» Aufgaben:
a - Beantworte die folgenden Fragen zum Forenthread über Diablo III.
(i) An welchem Datum wurde der Beitrag von Phyraxos verfasst?
(ii) Wie lange liegt laut dem Forenthread die Veröffentlichung von LoD zurück?
(iii) Wodurch erlebte der Verfasser den Moment der Ankündigung?
b - Schreibe den Forenthread über die Ankündigung von Diablo III weiter, und zwar im Anschluss an seinen letzten Satz.

# Hier dürft ihr euch nocheinmal so richtig freuen!



## Phyraxos (1. Juli 2008)

Ja, zugegeben, kein sinnvoller Thread zum diskutieren, beantworten und co......

ABER HALLO, DIABLO III wurde angekündigt! Ehrlich gesagt, kann ich es immer noch nicht fassen. Was haben wir drauf gewartet. Knapp 8 Jahre her, seitdem LoD raus kam. Echt Genial, mehr fällt mir derzeit nicht ein und so geht es mir seit Samstag Mittag als mir der Live-Stream der WWI08 diesen legendären Momemt bescherte. Tobt euch aus und lasst alles raus, was geht !!!

Ein " Schreit euch die Seele aus dem Leib " Thread, mal was neues  


			Dieser Inhalt steht nur eingeloggten Mitgliedern zur Verfügung.

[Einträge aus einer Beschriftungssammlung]
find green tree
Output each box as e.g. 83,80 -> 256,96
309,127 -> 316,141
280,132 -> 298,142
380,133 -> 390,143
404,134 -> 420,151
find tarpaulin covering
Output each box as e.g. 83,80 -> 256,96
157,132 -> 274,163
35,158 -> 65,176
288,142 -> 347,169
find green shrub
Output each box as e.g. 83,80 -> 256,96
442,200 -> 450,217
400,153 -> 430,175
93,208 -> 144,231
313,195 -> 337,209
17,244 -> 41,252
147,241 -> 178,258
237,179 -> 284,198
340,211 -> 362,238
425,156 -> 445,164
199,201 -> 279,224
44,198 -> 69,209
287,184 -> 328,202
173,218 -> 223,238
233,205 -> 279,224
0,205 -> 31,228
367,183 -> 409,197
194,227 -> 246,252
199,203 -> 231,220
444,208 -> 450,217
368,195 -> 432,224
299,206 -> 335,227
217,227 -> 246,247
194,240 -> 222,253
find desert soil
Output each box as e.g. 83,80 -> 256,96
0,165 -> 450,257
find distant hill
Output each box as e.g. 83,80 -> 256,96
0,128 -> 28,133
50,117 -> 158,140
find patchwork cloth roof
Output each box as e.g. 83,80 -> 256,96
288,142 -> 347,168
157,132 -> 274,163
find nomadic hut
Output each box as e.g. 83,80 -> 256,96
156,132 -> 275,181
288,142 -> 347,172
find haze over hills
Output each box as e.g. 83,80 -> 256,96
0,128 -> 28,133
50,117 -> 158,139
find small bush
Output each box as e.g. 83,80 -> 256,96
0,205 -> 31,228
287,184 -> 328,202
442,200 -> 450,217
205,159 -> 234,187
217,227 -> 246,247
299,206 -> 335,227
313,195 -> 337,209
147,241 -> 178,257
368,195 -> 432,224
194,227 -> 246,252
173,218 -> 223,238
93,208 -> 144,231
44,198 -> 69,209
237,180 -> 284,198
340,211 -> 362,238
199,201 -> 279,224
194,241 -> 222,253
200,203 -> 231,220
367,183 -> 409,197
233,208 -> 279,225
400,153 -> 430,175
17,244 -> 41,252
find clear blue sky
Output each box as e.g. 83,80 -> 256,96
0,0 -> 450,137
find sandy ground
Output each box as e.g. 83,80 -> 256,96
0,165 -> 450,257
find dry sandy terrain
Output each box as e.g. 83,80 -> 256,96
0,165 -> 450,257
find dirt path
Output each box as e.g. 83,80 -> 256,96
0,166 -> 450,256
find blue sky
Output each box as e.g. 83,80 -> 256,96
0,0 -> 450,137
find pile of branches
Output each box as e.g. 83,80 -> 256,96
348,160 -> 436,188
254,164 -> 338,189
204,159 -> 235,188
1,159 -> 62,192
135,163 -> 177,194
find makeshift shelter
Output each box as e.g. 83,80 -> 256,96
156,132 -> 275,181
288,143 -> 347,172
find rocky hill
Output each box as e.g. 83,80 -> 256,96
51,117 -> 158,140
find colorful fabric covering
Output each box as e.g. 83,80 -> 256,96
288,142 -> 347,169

» Antworten:
a -
(i) Am 1. Juli 2008.
(ii) Knapp 8 Jahre.
(iii) Durch den Live-Stream der WWI08.

b -
        

 

Jaaaaaaaaaaaaaaaaaaaaaaaaaaaaaaaaaaaaaaa *mehr als freu* *gröl* *aufwach und bemerk, dass es KEIN Traum ist*

An die, die sagen, es sei doch nur ein Spiel, was soll der ganze Aufstand..... NOES, ist echt nicht ! 


			Dieser Inhalt steht nur eingeloggten Mitgliedern zur Verfügung.
        

 

Also gogo, zeigt was die Diablo Community zu bieten hat !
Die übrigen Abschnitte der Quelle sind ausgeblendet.